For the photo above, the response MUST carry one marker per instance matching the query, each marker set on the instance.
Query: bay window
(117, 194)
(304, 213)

...

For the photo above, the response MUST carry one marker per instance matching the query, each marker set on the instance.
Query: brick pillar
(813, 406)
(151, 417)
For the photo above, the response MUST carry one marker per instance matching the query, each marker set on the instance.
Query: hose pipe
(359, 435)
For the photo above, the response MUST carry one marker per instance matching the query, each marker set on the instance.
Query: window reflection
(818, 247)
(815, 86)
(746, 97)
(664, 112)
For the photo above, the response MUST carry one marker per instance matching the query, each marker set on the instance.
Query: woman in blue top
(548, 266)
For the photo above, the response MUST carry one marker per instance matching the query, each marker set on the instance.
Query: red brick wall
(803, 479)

■ WHAT YOU WILL DO:
Locate each line in the items above that contains the word "brick", and copy those lines.

■ TASK OUTPUT:
Query: brick pillar
Query: red brick wall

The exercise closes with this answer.